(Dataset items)
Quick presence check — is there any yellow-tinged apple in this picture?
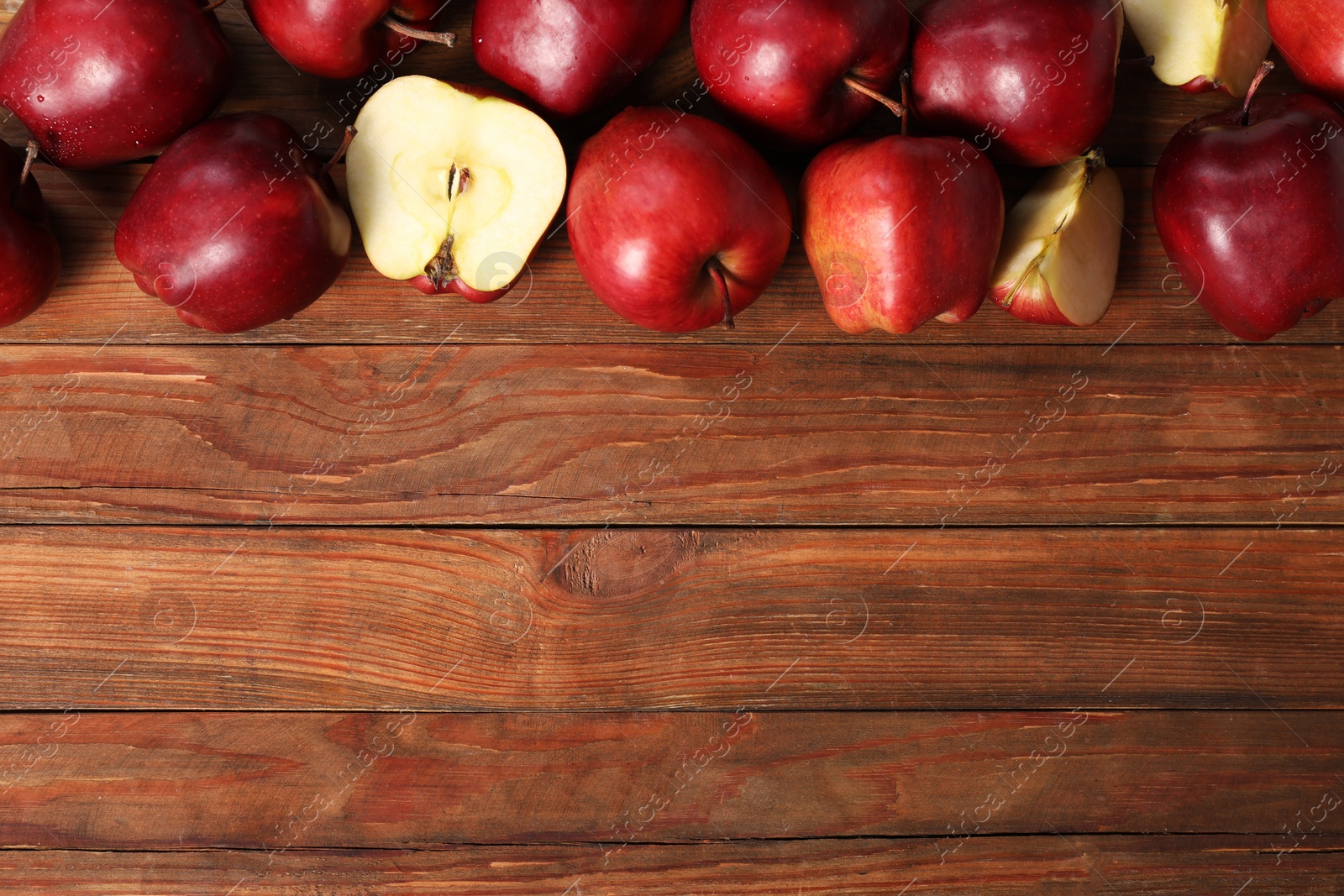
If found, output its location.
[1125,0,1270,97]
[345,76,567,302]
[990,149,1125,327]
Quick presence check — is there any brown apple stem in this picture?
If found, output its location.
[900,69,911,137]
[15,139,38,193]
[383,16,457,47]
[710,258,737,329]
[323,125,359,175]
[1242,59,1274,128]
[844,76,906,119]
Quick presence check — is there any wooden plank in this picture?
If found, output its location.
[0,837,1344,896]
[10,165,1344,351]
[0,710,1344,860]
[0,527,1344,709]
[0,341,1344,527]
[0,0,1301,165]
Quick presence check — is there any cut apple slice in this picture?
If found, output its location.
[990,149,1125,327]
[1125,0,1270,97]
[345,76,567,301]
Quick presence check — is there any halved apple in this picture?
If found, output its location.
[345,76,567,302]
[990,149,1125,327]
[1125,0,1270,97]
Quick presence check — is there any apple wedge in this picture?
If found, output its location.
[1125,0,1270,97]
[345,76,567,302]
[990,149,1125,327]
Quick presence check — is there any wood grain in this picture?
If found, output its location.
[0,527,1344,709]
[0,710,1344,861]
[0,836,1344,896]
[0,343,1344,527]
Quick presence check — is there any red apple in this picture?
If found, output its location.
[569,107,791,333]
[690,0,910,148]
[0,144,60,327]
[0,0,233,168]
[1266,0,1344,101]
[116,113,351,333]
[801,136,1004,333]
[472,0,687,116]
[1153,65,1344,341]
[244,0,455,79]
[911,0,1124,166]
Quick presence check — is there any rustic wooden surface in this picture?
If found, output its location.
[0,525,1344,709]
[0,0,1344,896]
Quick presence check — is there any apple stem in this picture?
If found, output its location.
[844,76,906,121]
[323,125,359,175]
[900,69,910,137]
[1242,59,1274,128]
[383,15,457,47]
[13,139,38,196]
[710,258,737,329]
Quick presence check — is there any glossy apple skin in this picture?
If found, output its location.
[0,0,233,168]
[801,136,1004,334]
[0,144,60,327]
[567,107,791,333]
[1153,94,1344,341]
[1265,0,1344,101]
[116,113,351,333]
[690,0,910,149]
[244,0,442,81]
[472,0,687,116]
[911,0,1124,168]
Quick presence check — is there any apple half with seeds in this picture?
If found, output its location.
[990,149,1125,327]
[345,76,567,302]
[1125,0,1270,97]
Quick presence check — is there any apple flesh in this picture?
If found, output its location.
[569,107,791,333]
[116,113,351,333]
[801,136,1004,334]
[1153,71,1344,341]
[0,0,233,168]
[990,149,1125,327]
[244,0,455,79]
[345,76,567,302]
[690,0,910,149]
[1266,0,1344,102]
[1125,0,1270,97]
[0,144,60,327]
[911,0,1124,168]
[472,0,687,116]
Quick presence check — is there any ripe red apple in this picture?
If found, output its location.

_Work to do:_
Rewrite every line of the items above as a numbered list, skipping blank lines and leaving out the pictures.

_Response for this exercise:_
1. Quick presence check — is there any yellow-tinged apple in this picture?
2. If found, output its location.
3. [1125,0,1270,97]
4. [345,76,567,302]
5. [990,149,1125,327]
6. Quick presence check — is there any brown apple stem in this picture?
7. If found, output its location.
8. [900,69,911,137]
9. [15,139,38,193]
10. [383,16,457,47]
11. [710,258,737,329]
12. [323,125,359,175]
13. [1242,59,1274,128]
14. [844,76,906,119]
15. Quick presence check — is there any wooden plank in this picture?
16. If found, output its location.
17. [0,837,1344,896]
18. [10,165,1344,351]
19. [0,710,1344,860]
20. [0,527,1344,709]
21. [0,341,1344,527]
22. [0,0,1301,165]
23. Quick presence check — is there any cut apple slice in this picture?
24. If found, output its location.
25. [990,149,1125,327]
26. [1125,0,1270,97]
27. [345,76,567,301]
28. Quick presence check — is there any halved apple in this picture?
29. If found, output its location.
30. [345,76,567,302]
31. [990,149,1125,327]
32. [1125,0,1270,97]
33. Quick presence check — is there any apple wedge in this picture?
34. If found, output its location.
35. [1125,0,1270,97]
36. [345,76,567,302]
37. [990,149,1125,327]
38. Quick presence check — is there any wood grain in this picture?
39. If found, output its location.
40. [0,527,1344,709]
41. [0,710,1344,861]
42. [0,836,1344,896]
43. [0,343,1344,527]
44. Quick presence check — is there any red apple in this picture?
45. If found, output its location.
46. [569,107,791,333]
47. [690,0,910,148]
48. [0,144,60,327]
49. [0,0,233,168]
50. [1266,0,1344,101]
51. [116,113,351,333]
52. [801,136,1004,333]
53. [472,0,687,116]
54. [1153,65,1344,341]
55. [244,0,455,79]
56. [911,0,1124,166]
57. Quick presence check — is there any rustic wooden surface in this picture?
58. If found, output its location.
59. [0,525,1344,709]
60. [0,0,1344,896]
61. Quick presence check — is there any apple stem in this picture?
62. If found, output its location.
63. [844,76,906,121]
64. [323,125,359,175]
65. [900,69,910,137]
66. [1242,59,1274,128]
67. [383,15,457,47]
68. [13,139,38,196]
69. [710,258,737,329]
70. Quick presence check — is there any glossy apple skin in this picture?
71. If found, output its location.
72. [0,0,233,168]
73. [801,136,1004,334]
74. [0,144,60,327]
75. [567,107,791,333]
76. [1153,94,1344,341]
77. [1265,0,1344,101]
78. [116,113,351,333]
79. [690,0,910,149]
80. [244,0,442,81]
81. [472,0,687,116]
82. [911,0,1124,168]
83. Quick presence check — is there any apple half with seeds in this picture?
84. If found, output its location.
85. [990,149,1125,327]
86. [345,76,567,302]
87. [1125,0,1270,97]
88. Quick presence check — is there any apple flesh in this picture?
89. If found, output its location.
90. [569,107,791,333]
91. [116,113,351,333]
92. [801,136,1004,334]
93. [1153,71,1344,341]
94. [0,0,233,168]
95. [990,149,1125,327]
96. [244,0,455,79]
97. [345,76,567,302]
98. [690,0,910,149]
99. [1266,0,1344,102]
100. [1125,0,1270,97]
101. [0,144,60,327]
102. [911,0,1124,168]
103. [472,0,687,116]
104. Quick presence check — is there any ripe red apple in this picture?
105. If found, output its location.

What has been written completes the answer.